(本文)
■ ■ ■ ■ ■ ■ ■

あしすと さんの感想・評価
3.4
物語 : 3.5
作画 : 2.0
声優 : 4.0
音楽 : 3.5
キャラ : 4.0
状態:観終わった
もったいない これはさすがに もったいない
以下、
「素材は全然悪くないはずなのに、アニメとしては良くないアニメになってしまっている」
という方向性で、どちらかというと批判レビューになると思います。
それでも気にならない方だけご覧ください。
{netabare}
前置きをすると、自分にとっての「レーカン!」の序盤の印象はかなり高評価でした。
芳文社系4コマが原作ということでストーリーに安心感がありましたし、
これまでのアニメに多かったオーソドックスな女子高生の日常ではなく、幽霊と女子高生との日常というのにも新鮮味がありましたし、
ジャンルとして、ただの日常系コメディではなく、幽霊という故人をテーマとすることを活かしたハートフルコメディという面も、とても新しいと感じました。
(※厳密にはハートフルパートとコメディパートは分かれていましたので、ハートフルとコメディが同時にあったわけではないですけどね)
そして、井上さんがツンデレ可愛かったw
最近のいろいろな作品の趣向を凝らした様々なタイプのツンデレに比べたら、語彙が少ないオーソドックスなツンデレで目新しさはなかったですが、弱メンタル系ツンデレが好きな自分としては、雑味がなくて魅力的でした。

■ ■ ■ ■ ■ ■ ■

位置ラベル付けのリスト
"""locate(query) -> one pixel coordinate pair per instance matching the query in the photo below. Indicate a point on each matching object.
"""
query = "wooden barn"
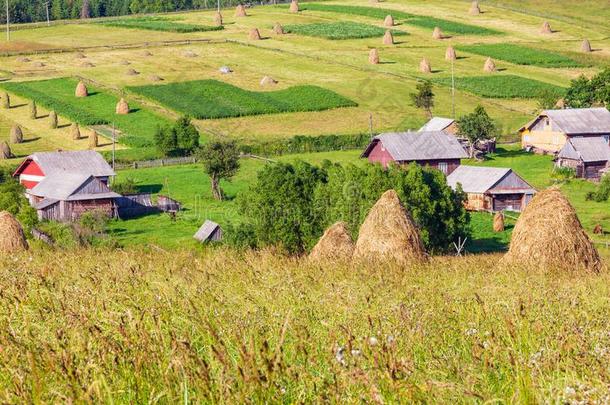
(434, 149)
(492, 188)
(551, 129)
(66, 198)
(588, 156)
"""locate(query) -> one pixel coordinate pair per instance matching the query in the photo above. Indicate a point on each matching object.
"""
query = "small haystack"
(12, 238)
(374, 56)
(240, 11)
(335, 245)
(389, 233)
(16, 135)
(294, 6)
(424, 66)
(122, 108)
(437, 33)
(81, 90)
(388, 21)
(450, 54)
(75, 132)
(498, 222)
(254, 35)
(548, 235)
(490, 66)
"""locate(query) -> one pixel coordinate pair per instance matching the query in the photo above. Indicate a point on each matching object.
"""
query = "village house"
(491, 188)
(551, 129)
(588, 156)
(433, 149)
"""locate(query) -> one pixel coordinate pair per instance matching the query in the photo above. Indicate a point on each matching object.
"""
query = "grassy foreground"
(141, 327)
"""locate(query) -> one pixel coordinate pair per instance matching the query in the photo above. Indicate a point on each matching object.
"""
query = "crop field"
(339, 30)
(214, 99)
(158, 24)
(521, 55)
(503, 86)
(98, 108)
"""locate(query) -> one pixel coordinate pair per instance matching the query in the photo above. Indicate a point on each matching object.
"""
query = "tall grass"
(105, 326)
(213, 99)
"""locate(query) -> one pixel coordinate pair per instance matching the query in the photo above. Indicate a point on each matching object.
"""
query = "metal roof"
(587, 149)
(409, 146)
(436, 124)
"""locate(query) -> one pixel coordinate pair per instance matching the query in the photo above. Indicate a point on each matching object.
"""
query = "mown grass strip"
(449, 27)
(98, 108)
(158, 24)
(502, 86)
(521, 55)
(205, 99)
(339, 30)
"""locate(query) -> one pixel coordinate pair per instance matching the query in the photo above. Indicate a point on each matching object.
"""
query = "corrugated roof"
(589, 149)
(83, 162)
(436, 124)
(431, 145)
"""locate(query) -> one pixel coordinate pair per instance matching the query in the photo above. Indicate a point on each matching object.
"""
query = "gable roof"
(575, 121)
(83, 162)
(436, 124)
(408, 146)
(587, 149)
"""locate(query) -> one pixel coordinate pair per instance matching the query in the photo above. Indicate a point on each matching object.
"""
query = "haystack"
(546, 28)
(240, 11)
(254, 35)
(81, 90)
(122, 108)
(424, 66)
(388, 38)
(437, 33)
(498, 222)
(489, 66)
(12, 238)
(389, 233)
(450, 54)
(75, 132)
(374, 56)
(294, 6)
(335, 245)
(388, 21)
(16, 135)
(548, 235)
(278, 29)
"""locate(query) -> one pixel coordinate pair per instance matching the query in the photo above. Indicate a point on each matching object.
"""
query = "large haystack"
(374, 56)
(81, 90)
(450, 54)
(388, 38)
(122, 108)
(12, 238)
(389, 234)
(240, 11)
(335, 245)
(16, 135)
(548, 235)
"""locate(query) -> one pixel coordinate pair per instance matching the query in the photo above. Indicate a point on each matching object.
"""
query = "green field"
(204, 99)
(521, 55)
(339, 30)
(138, 127)
(502, 86)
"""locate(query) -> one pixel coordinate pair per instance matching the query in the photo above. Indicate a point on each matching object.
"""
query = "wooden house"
(588, 156)
(491, 188)
(66, 198)
(551, 129)
(433, 149)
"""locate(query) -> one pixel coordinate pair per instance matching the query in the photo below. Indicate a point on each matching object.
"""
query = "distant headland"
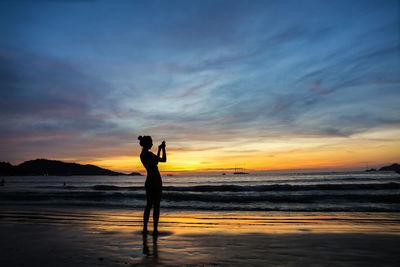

■ ■ ■ ■ ■ ■ ■

(やること)
1) リストの中で「roof」という語を含む行を数えて、その数だけを書いてください。
2) アニメ「レーカン!」の感想文を引き継いで、最後の文のあとから続きを書いてください。

(回答)
1) 3

2)
守護霊のおばあちゃんについて触れるときが特に可愛かったですww
しかし!!
ここまでは「素材」の面。
原作の時点でのストーリーやキャラクターの面。
じゃあアニメとしてどうかというと…、いかんせん「流れ」が悪すぎ!!
回が進むごとにそれが顕著に感じられてきて、だんだんストレスを感じるようになってしまいました。
ちなみに、「流れ」という言葉を使ったのは、「作画」と「演出・場面転換」の2点を含むためです。
まず、作画。
まぁこれについては低予算アニメなんだろうな~と、ある意味同情する感じです。
明らかに絵の枚数が少ないからなんでしょうけど、さすがに動きがぎこちなさすぎ…。
いくらなんでも人の動きとして不自然さを感じてしまう場面が多かったです。
動きがコミカルといえば確かにそうなんでしょうけど…、なんていうか15~10年前くらいのコメディアニメと同等(に感じられてしまう)の作画レベルというか…、目が肥えてしまった今となっては、どうしても作画に不満を持ってしまいますね。
その上で、全編通しての場面転換の悪さ。
作画の限界をフォローするような場面転換ができていれば、作画面の印象を少し改善できる気もするのですが…、このアニメについては作画の悪さをより際立たせるような演出になっていた気がします。
例えるなら、まるで4コマ漫画をそのままアニメにしたような静止画アニメを見せられているような感じ。
4コマって1本ごとにオチがあるから、それを全部再現すると明らかにオチ過多になるじゃないですか。そして、流れがイチイチ途切れるじゃないですか。
だから普通は4コマを再現なんてしないと思います。
これまでに他の4コマ原作系アニメを見ていても、そんな風に「流れがブツ切りだなぁ」なんて感じたことはありません。
が!
このレーカン!はすごくブツ切りに感じました。
流れの中でさらっと軽いオチを入れ込むんじゃなくて、小ネタであってもイチイチ場面転換でオチを入れて、BGMに「ちゃんちゃん♪」みたいな音楽を流していたイメージ。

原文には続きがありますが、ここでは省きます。